* [THE PROBLEM]: Nothing but an exact reprint of the records is to be returned.

━━━ RECORDS TO USE ━━━

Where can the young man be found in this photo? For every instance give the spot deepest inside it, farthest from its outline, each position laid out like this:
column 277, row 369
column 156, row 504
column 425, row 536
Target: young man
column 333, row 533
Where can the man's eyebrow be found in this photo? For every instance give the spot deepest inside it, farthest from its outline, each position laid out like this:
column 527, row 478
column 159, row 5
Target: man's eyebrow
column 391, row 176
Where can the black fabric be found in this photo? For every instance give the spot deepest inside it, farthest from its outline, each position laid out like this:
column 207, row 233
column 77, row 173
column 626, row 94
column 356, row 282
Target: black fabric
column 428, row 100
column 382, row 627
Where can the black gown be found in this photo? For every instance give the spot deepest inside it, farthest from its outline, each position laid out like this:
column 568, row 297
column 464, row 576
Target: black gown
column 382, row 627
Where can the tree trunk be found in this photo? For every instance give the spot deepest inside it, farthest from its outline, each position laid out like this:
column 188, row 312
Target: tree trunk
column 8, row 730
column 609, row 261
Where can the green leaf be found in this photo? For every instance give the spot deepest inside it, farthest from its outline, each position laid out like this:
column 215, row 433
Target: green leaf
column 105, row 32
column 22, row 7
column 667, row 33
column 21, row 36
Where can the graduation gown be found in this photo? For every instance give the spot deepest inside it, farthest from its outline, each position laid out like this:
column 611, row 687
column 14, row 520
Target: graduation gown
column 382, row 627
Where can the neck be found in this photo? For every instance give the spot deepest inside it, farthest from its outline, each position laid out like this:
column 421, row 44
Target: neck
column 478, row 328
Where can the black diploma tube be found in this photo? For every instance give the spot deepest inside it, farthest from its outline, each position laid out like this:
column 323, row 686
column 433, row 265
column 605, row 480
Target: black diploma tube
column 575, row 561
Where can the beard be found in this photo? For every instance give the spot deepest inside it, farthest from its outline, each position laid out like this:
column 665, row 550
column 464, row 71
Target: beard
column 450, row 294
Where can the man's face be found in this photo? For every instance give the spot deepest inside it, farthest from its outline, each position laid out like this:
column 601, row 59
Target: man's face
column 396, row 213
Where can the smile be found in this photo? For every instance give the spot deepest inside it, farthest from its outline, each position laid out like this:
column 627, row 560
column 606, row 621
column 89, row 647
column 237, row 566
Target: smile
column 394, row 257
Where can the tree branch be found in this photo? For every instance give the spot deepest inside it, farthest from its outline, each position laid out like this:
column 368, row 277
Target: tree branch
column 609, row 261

━━━

* [RESULT]:
Where can the young man be found in this photo? For every instance give the spot deepest inside it, farthest from its outline, each position laid out like this:
column 277, row 369
column 156, row 504
column 425, row 536
Target: young man
column 333, row 533
Where can the man's eyebrow be found in this photo? For every instance give the spot deepest inside it, farthest from its outline, each position laid out like this:
column 527, row 478
column 159, row 5
Target: man's eyebrow
column 391, row 176
Where can the black fabric be found in this photo? For every instance give the spot deepest inside it, farthest from its outline, each position laid out like this:
column 207, row 233
column 77, row 173
column 626, row 94
column 356, row 282
Target: black fabric
column 428, row 100
column 382, row 627
Where can the black gown be found in this photo? For every instance give the spot deepest inside it, farthest from its outline, each position laid out like this:
column 568, row 297
column 464, row 576
Target: black gown
column 382, row 627
Where can the tree trunk be found in this photo? For every instance give the spot deepest inside it, farthest from its outline, each position laid out like this:
column 188, row 312
Target: tree trunk
column 8, row 730
column 609, row 261
Where can the green leaf be found in this photo? For every instance give the spot deepest inside it, farthest from its outline, each position laid out like this:
column 215, row 433
Target: green leaf
column 105, row 32
column 22, row 7
column 667, row 33
column 21, row 36
Where can the graduation gown be found in this photo? For every instance give the spot deepest inside it, farthest from its outline, each position laid out like this:
column 611, row 687
column 14, row 520
Target: graduation gown
column 382, row 627
Where can the neck be found in this photo? For every instance give the spot deepest inside it, farthest from its outline, each position laid out like this:
column 421, row 44
Target: neck
column 478, row 328
Where can the black diploma tube be found in this photo? For every instance give the spot deepest inside it, farthest from its outline, each position laid out like this:
column 323, row 686
column 433, row 265
column 605, row 480
Target: black diploma tube
column 575, row 561
Where can the beard be found in this photo? For every instance give the spot deepest inside it, farthest from its outline, each position laid out like this:
column 665, row 550
column 464, row 71
Target: beard
column 450, row 294
Where can the man's face be found in this photo? For every instance give the spot deepest inside it, farthest from its outline, each position laid out like this:
column 601, row 59
Target: man's face
column 396, row 213
Where can the smile be found in this photo? For every instance give the spot deepest inside it, farthest from its outline, each position laid out like this:
column 627, row 560
column 606, row 621
column 89, row 647
column 237, row 566
Target: smile
column 394, row 257
Where can the tree branch be found in this photo? For every instance give the spot deepest inside it, farthest from its outline, each position laid out like this:
column 368, row 277
Target: tree branch
column 609, row 261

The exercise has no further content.